RECORDED INFORMATION
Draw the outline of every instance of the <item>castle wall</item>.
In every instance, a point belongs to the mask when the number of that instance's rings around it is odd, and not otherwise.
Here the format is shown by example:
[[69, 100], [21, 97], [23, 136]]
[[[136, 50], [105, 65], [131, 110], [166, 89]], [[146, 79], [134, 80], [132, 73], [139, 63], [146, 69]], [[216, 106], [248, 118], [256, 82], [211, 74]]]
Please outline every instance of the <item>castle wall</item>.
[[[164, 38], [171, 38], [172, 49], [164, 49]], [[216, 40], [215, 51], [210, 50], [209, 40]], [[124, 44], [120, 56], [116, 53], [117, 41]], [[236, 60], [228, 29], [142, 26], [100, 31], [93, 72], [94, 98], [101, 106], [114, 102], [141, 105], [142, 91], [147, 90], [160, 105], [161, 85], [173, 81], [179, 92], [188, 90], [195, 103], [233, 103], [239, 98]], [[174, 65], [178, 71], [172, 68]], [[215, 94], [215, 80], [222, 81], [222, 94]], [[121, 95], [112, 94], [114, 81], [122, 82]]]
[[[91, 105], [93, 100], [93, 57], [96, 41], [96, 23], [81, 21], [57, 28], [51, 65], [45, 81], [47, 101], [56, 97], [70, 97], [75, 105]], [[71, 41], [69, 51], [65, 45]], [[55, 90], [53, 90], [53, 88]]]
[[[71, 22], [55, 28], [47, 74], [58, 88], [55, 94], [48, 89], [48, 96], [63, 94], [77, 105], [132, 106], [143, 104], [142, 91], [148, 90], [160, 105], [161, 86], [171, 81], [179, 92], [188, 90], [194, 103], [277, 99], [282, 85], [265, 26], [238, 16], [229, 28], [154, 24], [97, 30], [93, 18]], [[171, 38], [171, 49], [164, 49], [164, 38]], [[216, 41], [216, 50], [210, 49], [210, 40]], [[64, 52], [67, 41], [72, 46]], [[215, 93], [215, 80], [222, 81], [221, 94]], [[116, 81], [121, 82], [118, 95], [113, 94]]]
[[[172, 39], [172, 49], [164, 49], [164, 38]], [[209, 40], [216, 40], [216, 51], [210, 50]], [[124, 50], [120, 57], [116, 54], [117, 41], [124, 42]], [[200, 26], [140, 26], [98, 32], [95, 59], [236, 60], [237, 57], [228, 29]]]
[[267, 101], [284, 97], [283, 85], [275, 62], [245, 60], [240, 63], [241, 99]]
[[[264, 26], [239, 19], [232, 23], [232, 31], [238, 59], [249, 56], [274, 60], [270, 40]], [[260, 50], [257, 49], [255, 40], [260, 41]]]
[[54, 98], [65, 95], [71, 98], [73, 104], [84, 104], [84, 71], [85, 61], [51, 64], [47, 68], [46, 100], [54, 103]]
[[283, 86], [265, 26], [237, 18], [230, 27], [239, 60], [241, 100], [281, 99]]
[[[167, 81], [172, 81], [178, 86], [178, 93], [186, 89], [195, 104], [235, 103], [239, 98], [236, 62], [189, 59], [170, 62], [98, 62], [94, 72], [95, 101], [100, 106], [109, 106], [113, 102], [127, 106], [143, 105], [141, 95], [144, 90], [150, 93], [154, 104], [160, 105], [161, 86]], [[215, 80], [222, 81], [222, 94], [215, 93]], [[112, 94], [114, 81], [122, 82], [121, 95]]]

EXERCISE INSTRUCTIONS
Reprint the whole listing above exactly.

WRITTEN SOLUTION
Draw the outline of every instance of the <item>castle wall</item>.
In every instance, a point belongs to the mask when the number of that instance's rings around it is odd, and not otherwise.
Here the format is shown by example:
[[69, 100], [21, 97], [23, 136]]
[[[136, 50], [105, 65], [131, 110], [166, 89]], [[146, 79], [134, 80], [132, 73], [139, 63], [146, 69]], [[216, 106], [248, 118], [256, 82], [211, 74]]]
Please outline every instance of the <item>castle wall</item>.
[[[164, 38], [171, 38], [172, 49], [164, 49]], [[216, 40], [215, 51], [210, 50], [209, 40]], [[124, 44], [120, 56], [116, 53], [117, 41]], [[236, 60], [228, 29], [142, 26], [100, 31], [93, 72], [94, 98], [101, 106], [114, 102], [141, 105], [142, 91], [147, 90], [160, 105], [161, 85], [173, 81], [179, 92], [188, 90], [195, 103], [233, 103], [239, 98]], [[174, 65], [178, 71], [172, 68]], [[215, 94], [215, 80], [222, 81], [222, 94]], [[121, 95], [112, 94], [114, 81], [122, 82]]]
[[[91, 105], [93, 100], [93, 57], [96, 41], [96, 23], [81, 21], [57, 28], [51, 65], [45, 81], [47, 101], [56, 97], [70, 97], [75, 105]], [[71, 41], [69, 51], [65, 45]], [[55, 90], [53, 90], [53, 88]]]
[[[71, 22], [55, 28], [47, 74], [58, 88], [55, 94], [48, 89], [48, 96], [63, 94], [77, 105], [132, 106], [143, 104], [142, 91], [148, 90], [160, 105], [161, 86], [171, 81], [179, 92], [188, 90], [194, 103], [277, 99], [282, 85], [265, 26], [238, 16], [229, 28], [154, 24], [97, 30], [93, 18]], [[171, 38], [171, 49], [164, 49], [164, 38]], [[216, 41], [216, 50], [210, 49], [210, 40]], [[64, 52], [67, 41], [72, 46]], [[215, 93], [215, 80], [222, 81], [221, 94]], [[116, 81], [121, 82], [118, 95], [113, 94]]]
[[[172, 39], [172, 49], [164, 49], [164, 38]], [[209, 40], [216, 40], [216, 51], [210, 50]], [[124, 50], [120, 57], [116, 54], [117, 41], [124, 42]], [[200, 26], [140, 26], [98, 32], [95, 59], [236, 60], [237, 57], [228, 29]]]
[[267, 101], [284, 97], [283, 85], [275, 62], [245, 60], [240, 63], [241, 99]]
[[[264, 26], [239, 19], [232, 23], [232, 31], [238, 59], [249, 56], [274, 60], [270, 40]], [[260, 50], [257, 49], [255, 40], [260, 41]]]
[[54, 98], [65, 95], [71, 98], [73, 104], [84, 104], [84, 71], [85, 61], [51, 64], [47, 68], [46, 100], [54, 103]]
[[283, 86], [265, 26], [237, 18], [230, 27], [239, 60], [241, 100], [281, 99]]
[[[167, 81], [172, 81], [178, 86], [178, 93], [186, 89], [195, 104], [235, 103], [239, 98], [236, 62], [189, 59], [170, 62], [98, 62], [94, 72], [95, 101], [100, 106], [109, 106], [113, 102], [127, 106], [143, 105], [141, 95], [144, 90], [150, 93], [154, 104], [160, 105], [161, 86]], [[215, 80], [222, 81], [222, 94], [215, 93]], [[112, 94], [114, 81], [122, 82], [121, 95]]]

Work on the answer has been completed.